Written tasks.
[A] Write out the part of the blog post that runs from "Tuesday, December 28, 2010" down to "before we left.", word for word.
[B] List every sentence in the blog post's paragraph that opens with "I had been going out".

Supplied text.
Tuesday, December 28, 2010

Home

I had been going out with my boyfriend for some time when one day he informed me that the company would be sending him to the United States for an extended period of time. We talked it over and agreed that I would go with him as his girlfriend. We were too young to marry. This news was not met with glee by the family on any level but they accepted it.

One day, the General Manager at my place of work offered me a lift home and whilst he had me as a captive listener he told me that he did not approve. It was not at all right that a young girl accompany a man across the seas unless she were his bride. Far better, he said, that we should marry before we left.

Time has a way of twisting the truth in one's mind and I suppose other people commented on the situation as well, but it is that conversation that has always stayed in my mind. Perhaps my 'boyfriend' and I discussed it some more. I don't remember. However, some time after that, he proposed and we did marry before we left to start our lives together as newlyweds on the other side of the world.

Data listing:
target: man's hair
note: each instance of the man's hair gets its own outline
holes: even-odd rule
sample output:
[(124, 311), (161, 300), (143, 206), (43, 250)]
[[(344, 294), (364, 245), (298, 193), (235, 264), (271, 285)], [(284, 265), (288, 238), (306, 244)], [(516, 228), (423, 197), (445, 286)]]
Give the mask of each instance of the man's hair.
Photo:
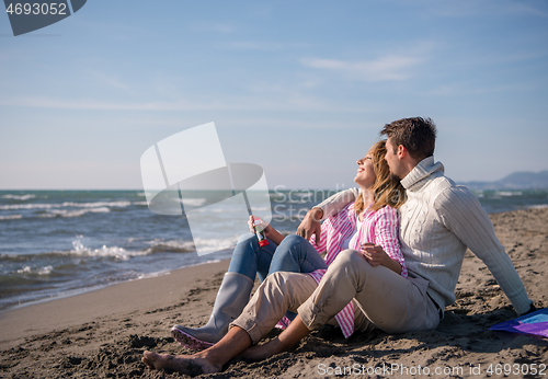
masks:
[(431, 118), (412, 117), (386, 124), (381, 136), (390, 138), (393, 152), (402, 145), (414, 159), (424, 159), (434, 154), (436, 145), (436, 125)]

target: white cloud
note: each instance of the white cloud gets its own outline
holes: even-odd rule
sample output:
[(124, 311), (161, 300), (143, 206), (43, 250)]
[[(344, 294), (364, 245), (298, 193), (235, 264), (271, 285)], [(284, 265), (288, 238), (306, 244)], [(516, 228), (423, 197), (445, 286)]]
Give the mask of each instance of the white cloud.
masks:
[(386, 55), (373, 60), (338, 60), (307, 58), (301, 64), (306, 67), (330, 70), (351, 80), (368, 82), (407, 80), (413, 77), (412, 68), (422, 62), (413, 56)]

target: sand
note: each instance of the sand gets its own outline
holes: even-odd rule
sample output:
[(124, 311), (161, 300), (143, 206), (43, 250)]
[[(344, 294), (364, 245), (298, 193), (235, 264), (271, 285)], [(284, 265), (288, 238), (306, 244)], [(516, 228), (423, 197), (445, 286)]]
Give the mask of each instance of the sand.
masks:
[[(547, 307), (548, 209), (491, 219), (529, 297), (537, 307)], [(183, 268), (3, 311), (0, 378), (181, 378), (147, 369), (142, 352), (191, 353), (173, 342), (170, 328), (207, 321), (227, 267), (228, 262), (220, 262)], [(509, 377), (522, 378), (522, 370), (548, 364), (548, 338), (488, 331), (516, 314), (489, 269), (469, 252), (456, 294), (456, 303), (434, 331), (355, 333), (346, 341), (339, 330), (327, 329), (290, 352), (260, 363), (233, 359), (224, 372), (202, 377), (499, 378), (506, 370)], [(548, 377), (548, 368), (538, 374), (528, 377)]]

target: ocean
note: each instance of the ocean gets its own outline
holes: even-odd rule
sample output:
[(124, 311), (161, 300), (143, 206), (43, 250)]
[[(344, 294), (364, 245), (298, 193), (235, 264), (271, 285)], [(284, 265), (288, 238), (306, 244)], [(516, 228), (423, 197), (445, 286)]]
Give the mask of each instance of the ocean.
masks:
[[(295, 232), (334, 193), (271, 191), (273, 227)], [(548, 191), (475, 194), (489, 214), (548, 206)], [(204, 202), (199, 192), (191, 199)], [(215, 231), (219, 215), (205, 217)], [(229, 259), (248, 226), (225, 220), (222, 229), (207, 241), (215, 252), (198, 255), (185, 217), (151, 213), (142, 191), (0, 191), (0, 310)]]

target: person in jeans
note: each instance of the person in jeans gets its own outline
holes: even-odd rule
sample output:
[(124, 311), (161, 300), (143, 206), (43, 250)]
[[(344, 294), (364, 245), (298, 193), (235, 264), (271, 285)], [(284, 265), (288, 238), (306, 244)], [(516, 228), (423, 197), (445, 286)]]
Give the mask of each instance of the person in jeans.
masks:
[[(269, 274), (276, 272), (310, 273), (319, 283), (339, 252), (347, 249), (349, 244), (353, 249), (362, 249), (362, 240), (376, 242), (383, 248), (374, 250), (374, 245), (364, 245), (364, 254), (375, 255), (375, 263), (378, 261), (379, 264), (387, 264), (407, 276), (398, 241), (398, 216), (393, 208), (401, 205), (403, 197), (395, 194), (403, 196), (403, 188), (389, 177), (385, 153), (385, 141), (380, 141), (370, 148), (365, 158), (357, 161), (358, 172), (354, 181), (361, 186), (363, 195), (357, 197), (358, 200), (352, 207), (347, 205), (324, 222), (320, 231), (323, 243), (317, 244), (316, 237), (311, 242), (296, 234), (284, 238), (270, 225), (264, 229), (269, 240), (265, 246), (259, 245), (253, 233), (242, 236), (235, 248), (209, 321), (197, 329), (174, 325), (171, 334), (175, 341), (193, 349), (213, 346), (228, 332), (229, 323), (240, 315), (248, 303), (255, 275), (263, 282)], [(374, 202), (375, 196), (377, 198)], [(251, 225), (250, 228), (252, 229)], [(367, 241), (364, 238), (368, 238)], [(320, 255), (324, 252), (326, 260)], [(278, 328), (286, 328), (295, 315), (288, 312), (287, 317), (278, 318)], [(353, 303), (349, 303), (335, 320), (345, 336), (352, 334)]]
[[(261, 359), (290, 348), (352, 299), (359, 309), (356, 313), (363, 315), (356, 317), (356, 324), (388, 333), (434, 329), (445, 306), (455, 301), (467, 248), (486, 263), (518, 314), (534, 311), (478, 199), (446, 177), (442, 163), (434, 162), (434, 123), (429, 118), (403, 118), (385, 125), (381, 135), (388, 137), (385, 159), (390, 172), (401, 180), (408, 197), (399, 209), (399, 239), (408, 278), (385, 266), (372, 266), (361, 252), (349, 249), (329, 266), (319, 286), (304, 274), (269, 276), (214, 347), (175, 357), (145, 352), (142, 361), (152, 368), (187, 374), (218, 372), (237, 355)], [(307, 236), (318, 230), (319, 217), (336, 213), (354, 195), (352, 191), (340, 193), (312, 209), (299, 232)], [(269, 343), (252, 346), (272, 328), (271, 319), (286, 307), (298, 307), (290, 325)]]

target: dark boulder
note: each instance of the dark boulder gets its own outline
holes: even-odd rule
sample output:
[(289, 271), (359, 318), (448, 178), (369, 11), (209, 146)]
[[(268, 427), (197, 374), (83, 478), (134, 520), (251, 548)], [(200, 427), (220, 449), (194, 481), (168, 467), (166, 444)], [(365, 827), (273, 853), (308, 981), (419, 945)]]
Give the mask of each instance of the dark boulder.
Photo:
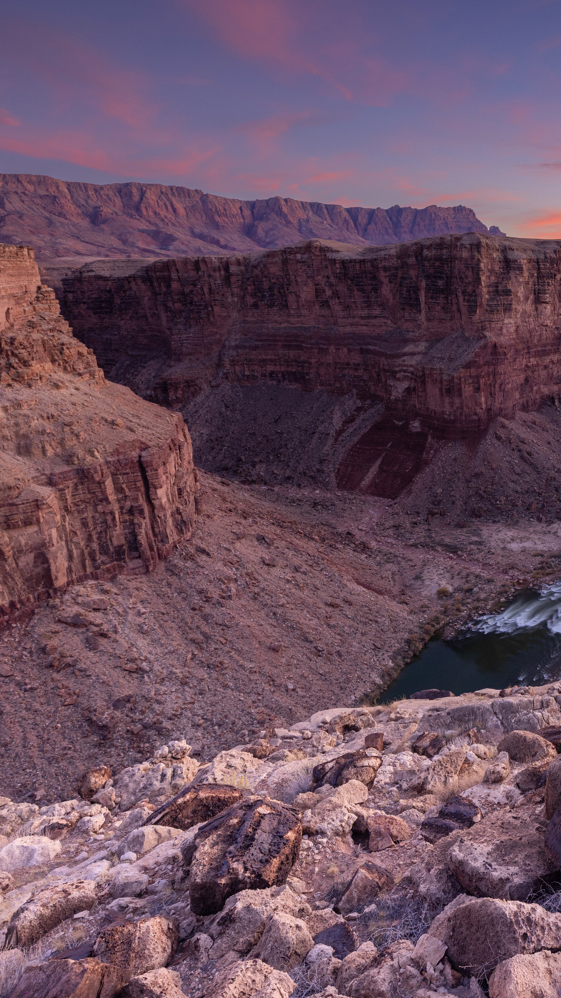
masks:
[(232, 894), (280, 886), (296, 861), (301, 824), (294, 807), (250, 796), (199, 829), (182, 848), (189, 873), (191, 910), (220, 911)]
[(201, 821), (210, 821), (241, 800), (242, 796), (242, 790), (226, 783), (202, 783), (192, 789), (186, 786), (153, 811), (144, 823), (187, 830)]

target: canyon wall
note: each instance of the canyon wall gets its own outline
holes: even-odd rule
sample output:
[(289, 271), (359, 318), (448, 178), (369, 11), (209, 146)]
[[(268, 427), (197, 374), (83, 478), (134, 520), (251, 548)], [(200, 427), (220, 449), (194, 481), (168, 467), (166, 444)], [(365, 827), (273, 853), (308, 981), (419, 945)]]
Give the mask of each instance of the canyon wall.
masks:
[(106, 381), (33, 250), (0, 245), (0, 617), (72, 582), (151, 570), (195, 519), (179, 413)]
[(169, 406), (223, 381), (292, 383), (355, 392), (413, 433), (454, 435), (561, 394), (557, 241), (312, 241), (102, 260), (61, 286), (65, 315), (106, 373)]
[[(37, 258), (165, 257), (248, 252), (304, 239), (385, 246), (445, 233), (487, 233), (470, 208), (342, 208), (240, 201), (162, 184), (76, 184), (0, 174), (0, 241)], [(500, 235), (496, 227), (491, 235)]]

Answers to the problems.
[A]
Tuesday, December 28, 2010

Home

I had been going out with my boyfriend for some time when one day he informed me that the company would be sending him to the United States for an extended period of time. We talked it over and agreed that I would go with him as his girlfriend. We were too young to marry. This news was not met with glee by the family on any level but they accepted it.

One day, the General Manager at my place of work offered me a lift home and whilst he had me as a captive listener he told me that he did not approve. It was not at all right that a young girl accompany a man across the seas unless she were his bride. Far better, he said, that we should marry before we left.

[B]
1. I had been going out with my boyfriend for some time when one day he informed me that the company would be sending him to the United States for an extended period of time.
2. We talked it over and agreed that I would go with him as his girlfriend.
3. We were too young to marry.
4. This news was not met with glee by the family on any level but they accepted it.